▶ [Problem details] Look below for the line holding "point: the grass" and the line holding "point: the green". Transcribe exactly those lines and all lines between them, nothing more.

+++ Records provided +++

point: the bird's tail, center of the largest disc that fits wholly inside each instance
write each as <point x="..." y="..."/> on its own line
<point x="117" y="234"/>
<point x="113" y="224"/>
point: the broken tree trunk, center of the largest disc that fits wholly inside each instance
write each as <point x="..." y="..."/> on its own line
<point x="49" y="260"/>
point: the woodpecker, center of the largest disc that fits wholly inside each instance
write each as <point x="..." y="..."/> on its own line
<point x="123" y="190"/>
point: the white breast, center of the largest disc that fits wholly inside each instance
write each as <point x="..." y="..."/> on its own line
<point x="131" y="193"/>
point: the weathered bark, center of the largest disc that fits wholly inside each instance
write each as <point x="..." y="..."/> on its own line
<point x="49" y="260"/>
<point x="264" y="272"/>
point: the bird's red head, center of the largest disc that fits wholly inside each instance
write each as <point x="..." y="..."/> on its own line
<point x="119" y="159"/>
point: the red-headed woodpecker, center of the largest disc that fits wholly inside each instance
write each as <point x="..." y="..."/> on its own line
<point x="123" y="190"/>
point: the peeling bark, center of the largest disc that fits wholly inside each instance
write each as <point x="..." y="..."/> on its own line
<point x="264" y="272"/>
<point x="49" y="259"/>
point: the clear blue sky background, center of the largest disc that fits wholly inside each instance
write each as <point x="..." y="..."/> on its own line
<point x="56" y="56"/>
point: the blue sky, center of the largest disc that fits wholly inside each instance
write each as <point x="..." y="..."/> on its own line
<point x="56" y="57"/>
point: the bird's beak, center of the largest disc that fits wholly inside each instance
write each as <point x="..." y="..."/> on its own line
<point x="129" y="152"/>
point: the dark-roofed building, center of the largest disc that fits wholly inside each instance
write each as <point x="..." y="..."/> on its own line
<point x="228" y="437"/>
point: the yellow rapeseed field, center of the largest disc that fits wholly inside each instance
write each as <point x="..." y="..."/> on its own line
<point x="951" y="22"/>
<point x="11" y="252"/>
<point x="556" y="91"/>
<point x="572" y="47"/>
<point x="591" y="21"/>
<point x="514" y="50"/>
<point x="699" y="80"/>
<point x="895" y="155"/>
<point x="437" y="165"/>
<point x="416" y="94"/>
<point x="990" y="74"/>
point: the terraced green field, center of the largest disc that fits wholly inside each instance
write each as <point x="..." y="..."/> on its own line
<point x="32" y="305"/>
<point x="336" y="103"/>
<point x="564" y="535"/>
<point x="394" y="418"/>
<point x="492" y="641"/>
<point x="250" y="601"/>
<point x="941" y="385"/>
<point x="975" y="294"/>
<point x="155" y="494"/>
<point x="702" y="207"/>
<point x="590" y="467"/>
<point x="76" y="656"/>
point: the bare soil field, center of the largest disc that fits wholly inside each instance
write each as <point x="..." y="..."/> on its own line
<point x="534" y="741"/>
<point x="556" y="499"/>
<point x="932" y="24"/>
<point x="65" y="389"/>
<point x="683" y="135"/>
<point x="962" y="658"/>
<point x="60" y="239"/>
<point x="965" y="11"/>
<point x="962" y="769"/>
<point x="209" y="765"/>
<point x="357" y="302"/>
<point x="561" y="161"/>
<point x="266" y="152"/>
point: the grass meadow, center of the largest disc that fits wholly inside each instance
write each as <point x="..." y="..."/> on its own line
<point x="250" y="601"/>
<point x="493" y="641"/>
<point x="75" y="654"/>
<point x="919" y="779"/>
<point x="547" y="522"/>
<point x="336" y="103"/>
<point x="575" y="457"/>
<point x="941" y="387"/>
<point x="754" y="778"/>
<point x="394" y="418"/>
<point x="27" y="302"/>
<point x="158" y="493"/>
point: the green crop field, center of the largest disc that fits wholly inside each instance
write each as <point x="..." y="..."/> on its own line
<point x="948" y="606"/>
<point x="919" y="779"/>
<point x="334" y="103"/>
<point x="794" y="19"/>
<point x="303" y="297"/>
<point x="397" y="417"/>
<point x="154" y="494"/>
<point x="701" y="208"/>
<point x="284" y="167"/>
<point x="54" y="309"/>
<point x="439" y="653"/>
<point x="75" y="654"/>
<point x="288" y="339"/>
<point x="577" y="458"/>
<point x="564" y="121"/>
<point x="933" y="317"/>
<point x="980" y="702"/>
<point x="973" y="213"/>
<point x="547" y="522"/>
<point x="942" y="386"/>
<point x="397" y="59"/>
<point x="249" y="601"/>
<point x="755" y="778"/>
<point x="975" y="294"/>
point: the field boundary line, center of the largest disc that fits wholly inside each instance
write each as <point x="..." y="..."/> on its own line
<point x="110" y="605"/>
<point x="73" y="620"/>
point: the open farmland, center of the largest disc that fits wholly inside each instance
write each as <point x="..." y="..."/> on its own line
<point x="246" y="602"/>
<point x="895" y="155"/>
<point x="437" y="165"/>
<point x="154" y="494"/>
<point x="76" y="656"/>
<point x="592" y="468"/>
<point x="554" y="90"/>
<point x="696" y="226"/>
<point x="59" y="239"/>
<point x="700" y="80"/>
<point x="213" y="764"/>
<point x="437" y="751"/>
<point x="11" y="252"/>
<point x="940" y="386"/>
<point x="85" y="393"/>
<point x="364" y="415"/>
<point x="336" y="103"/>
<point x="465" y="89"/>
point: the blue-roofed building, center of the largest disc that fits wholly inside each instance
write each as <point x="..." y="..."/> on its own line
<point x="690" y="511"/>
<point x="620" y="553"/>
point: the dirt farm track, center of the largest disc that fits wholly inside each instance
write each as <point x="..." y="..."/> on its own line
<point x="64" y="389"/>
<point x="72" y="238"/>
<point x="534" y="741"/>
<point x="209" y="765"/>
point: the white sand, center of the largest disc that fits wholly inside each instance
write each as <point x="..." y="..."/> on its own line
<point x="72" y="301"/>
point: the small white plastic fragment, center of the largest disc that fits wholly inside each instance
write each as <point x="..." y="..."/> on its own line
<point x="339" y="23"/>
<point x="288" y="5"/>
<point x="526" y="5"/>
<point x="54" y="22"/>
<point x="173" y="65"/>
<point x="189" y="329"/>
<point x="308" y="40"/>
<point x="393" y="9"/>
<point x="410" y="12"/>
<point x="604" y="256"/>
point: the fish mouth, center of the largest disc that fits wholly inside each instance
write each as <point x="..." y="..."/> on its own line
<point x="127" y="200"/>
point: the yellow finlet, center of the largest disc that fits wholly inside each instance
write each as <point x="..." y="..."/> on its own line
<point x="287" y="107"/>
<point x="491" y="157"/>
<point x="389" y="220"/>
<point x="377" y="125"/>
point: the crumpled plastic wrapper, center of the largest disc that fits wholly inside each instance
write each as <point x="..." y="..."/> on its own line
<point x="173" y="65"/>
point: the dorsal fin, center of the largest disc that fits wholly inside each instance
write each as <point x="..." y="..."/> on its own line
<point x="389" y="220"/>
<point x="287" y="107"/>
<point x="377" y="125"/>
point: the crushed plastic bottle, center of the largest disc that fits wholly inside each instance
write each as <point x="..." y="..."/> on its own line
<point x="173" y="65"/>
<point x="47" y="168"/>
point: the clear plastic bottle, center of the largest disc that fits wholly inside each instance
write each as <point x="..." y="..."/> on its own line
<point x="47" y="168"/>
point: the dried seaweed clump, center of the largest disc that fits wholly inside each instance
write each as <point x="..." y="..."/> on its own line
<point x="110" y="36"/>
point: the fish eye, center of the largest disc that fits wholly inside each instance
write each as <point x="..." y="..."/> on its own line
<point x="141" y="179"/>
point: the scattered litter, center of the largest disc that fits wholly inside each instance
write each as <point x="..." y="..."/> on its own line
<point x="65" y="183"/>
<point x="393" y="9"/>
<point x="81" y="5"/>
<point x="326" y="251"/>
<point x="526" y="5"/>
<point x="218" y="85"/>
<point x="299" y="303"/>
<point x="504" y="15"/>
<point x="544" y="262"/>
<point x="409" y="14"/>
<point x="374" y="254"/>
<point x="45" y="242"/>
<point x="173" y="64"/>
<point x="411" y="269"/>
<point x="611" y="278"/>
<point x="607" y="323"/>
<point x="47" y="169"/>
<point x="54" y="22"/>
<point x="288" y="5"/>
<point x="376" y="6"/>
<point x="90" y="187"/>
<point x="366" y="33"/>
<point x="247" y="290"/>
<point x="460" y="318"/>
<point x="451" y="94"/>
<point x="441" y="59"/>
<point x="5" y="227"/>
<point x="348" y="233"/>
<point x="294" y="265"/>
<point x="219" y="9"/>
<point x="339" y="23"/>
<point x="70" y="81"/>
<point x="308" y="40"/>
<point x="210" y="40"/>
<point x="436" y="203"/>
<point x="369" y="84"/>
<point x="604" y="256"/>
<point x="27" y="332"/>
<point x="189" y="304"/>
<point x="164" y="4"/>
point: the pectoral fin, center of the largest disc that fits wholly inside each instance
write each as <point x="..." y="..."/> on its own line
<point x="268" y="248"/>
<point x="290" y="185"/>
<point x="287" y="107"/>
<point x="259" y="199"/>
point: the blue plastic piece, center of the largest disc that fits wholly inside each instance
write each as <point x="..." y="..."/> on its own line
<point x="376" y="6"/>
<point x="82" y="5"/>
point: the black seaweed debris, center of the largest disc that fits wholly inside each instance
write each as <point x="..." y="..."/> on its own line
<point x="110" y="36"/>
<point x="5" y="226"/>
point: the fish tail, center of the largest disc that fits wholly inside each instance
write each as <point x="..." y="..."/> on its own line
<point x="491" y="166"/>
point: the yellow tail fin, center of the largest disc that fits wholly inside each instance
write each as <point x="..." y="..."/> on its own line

+++

▶ [Result]
point: the grass meadow, center of the largest disc that fits wholly inside each instance
write each as <point x="..." y="..."/> on its own line
<point x="250" y="601"/>
<point x="493" y="641"/>
<point x="75" y="654"/>
<point x="919" y="779"/>
<point x="547" y="522"/>
<point x="336" y="103"/>
<point x="575" y="457"/>
<point x="941" y="387"/>
<point x="754" y="778"/>
<point x="394" y="418"/>
<point x="27" y="302"/>
<point x="158" y="493"/>
point: the green crop field, center of the largest disc that fits wholly inside each instance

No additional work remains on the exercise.